■ **TASK REQUIREMENTS**: Pick out every line in the records below that contains the word "seated", and copy each one. Case counts.

===============

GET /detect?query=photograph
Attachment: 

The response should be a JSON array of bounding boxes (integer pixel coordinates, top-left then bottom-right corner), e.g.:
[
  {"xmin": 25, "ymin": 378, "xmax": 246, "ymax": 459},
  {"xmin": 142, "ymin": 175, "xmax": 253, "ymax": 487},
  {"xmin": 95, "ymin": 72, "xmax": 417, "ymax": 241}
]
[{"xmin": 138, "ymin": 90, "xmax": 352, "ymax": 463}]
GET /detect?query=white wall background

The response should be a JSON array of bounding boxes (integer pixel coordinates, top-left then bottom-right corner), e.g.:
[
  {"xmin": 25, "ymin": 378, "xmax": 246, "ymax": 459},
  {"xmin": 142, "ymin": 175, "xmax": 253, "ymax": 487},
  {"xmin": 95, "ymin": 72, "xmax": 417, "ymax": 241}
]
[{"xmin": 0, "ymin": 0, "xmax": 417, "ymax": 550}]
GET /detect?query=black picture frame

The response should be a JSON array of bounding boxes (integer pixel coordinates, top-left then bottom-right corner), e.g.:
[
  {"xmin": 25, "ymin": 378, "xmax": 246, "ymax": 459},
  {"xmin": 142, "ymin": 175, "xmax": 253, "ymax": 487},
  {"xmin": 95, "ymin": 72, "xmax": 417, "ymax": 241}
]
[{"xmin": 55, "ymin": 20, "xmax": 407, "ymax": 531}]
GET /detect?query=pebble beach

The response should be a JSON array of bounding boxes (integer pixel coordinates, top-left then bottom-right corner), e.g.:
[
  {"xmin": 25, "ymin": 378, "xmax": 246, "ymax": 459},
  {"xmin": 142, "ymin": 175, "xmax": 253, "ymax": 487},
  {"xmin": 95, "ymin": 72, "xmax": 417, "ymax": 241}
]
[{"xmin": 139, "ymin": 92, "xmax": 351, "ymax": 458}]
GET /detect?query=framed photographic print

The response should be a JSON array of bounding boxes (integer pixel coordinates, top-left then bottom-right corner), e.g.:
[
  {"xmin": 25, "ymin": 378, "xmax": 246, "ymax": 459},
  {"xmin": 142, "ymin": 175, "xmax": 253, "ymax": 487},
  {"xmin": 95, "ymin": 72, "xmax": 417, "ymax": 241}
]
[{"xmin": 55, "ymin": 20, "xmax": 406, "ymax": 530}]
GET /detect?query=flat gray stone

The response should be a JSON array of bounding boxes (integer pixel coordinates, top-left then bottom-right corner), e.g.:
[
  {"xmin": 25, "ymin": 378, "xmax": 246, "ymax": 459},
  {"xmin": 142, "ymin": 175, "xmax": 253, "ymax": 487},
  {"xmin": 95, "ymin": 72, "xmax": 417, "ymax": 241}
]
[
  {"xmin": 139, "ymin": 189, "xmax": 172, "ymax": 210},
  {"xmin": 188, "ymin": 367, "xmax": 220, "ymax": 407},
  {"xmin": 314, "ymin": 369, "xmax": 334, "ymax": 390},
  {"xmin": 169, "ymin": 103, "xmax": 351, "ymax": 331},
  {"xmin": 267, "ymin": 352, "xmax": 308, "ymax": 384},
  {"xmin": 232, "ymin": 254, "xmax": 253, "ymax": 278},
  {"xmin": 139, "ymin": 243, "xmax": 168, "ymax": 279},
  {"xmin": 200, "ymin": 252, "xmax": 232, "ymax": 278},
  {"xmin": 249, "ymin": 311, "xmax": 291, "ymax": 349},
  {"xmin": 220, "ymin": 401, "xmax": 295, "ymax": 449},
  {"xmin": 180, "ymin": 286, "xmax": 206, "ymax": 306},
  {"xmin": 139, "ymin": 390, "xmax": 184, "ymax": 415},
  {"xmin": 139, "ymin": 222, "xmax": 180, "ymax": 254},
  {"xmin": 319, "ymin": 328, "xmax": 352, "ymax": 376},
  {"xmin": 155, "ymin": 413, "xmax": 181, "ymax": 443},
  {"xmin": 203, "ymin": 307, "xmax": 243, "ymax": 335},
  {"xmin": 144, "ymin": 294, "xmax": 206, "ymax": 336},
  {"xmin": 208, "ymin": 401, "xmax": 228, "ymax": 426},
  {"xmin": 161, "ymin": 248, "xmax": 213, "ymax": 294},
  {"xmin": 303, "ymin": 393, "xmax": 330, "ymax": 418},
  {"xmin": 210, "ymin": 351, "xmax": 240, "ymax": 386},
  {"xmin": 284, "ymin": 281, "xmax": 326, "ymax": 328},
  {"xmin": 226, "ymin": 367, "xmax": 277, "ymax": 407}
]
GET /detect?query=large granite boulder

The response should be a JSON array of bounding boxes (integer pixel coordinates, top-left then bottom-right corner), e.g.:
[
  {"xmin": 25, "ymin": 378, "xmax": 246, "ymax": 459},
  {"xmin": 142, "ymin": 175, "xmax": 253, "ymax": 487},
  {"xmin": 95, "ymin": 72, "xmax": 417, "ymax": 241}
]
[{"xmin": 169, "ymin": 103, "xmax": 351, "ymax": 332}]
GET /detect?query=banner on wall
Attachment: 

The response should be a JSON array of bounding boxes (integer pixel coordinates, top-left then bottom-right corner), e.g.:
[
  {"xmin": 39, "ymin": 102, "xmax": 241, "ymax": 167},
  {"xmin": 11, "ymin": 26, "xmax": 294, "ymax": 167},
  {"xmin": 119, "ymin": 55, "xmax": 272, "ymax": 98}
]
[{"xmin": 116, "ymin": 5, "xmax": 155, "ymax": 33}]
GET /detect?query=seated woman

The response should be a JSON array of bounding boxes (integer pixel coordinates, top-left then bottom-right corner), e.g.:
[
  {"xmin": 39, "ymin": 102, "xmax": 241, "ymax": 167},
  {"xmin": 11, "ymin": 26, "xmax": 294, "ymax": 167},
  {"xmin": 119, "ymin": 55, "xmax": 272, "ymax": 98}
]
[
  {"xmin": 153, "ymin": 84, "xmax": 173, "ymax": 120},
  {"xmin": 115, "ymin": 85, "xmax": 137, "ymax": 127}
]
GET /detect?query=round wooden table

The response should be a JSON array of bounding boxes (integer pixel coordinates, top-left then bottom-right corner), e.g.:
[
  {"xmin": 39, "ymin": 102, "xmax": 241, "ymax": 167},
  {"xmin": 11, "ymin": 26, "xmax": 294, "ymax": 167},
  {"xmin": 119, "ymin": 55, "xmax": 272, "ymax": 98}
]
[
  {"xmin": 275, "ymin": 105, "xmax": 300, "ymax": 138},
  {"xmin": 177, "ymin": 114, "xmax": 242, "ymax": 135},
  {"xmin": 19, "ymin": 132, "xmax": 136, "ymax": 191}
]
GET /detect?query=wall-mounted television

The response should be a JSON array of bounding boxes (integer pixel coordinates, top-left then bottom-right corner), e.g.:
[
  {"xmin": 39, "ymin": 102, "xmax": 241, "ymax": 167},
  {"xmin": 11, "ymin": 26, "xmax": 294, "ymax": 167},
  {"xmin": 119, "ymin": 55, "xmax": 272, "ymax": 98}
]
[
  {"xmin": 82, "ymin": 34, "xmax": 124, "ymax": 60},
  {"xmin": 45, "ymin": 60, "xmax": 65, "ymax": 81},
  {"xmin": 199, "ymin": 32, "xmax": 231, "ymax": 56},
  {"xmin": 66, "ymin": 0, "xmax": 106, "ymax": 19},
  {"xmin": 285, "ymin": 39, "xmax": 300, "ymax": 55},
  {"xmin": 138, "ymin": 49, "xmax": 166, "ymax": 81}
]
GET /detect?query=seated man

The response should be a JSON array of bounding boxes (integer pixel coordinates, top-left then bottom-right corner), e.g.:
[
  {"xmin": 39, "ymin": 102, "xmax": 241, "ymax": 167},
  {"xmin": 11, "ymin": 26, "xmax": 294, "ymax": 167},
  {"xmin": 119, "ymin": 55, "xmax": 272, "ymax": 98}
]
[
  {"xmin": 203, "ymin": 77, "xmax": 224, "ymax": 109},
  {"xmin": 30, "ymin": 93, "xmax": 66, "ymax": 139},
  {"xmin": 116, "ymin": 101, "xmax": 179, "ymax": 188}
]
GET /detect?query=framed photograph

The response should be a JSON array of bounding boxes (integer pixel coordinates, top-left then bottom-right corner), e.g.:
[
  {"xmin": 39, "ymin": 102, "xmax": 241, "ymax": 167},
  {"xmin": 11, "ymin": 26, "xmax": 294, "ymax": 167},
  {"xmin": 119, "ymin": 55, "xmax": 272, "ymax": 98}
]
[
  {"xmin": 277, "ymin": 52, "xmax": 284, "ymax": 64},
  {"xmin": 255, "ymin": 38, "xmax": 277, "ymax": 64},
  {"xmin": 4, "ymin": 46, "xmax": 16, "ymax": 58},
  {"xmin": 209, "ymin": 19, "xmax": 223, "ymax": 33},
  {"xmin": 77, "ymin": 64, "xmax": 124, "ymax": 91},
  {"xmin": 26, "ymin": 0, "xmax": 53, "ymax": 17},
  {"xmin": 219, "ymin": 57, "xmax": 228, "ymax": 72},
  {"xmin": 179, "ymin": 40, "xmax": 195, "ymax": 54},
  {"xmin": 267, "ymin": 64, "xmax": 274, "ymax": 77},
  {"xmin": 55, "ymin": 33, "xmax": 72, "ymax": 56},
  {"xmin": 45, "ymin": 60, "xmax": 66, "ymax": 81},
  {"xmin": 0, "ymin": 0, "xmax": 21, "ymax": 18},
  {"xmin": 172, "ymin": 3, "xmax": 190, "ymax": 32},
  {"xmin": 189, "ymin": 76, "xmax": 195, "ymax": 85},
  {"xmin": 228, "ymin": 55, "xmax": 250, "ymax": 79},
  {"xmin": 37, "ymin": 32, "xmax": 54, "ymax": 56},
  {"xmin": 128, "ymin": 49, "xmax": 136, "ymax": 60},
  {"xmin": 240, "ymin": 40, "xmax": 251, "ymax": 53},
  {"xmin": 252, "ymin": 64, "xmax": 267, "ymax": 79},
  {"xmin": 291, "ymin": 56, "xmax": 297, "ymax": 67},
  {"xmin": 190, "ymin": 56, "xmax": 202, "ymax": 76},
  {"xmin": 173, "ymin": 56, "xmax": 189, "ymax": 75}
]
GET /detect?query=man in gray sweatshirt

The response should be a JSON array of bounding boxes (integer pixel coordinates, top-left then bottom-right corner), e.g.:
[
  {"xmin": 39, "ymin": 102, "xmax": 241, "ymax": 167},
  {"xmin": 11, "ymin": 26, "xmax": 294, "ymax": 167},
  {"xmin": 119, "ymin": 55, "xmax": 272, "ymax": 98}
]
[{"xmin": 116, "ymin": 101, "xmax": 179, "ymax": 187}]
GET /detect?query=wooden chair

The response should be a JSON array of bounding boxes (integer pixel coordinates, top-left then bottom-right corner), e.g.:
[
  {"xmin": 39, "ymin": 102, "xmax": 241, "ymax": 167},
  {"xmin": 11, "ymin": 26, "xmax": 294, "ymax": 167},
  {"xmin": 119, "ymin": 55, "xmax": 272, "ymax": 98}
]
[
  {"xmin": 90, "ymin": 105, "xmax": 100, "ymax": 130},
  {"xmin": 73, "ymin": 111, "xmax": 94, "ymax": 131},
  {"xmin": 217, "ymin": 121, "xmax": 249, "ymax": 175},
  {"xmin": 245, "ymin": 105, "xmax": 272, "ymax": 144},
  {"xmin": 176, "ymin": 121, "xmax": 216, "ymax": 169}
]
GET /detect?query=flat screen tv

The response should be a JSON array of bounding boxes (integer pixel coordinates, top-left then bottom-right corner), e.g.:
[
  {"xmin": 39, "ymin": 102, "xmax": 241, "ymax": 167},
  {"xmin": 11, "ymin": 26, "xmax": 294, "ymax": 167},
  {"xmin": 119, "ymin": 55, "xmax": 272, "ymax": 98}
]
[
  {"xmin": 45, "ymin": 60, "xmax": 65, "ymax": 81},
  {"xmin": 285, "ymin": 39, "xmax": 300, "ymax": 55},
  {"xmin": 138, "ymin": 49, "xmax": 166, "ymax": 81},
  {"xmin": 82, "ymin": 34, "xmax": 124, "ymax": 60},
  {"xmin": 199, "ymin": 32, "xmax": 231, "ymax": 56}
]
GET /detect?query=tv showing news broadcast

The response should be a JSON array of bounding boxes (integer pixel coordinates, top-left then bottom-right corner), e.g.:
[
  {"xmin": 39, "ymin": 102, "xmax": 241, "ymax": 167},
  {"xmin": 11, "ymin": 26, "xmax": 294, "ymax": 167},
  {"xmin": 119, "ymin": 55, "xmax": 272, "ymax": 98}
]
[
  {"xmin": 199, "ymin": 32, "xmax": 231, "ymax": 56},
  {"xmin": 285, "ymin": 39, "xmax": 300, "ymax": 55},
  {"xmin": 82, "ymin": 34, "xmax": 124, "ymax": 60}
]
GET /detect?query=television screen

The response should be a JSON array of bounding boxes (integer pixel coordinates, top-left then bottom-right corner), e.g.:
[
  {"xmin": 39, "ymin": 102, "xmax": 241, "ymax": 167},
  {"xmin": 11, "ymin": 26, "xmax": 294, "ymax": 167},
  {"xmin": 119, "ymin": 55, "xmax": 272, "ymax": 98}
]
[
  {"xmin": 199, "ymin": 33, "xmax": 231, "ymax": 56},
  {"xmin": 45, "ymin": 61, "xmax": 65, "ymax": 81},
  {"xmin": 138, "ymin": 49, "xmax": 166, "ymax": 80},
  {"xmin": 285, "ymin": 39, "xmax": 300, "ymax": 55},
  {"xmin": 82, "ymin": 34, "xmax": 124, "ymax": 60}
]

===============

■ **RESULT OF THIS EXERCISE**:
GET /detect?query=seated woman
GET /detect?query=seated man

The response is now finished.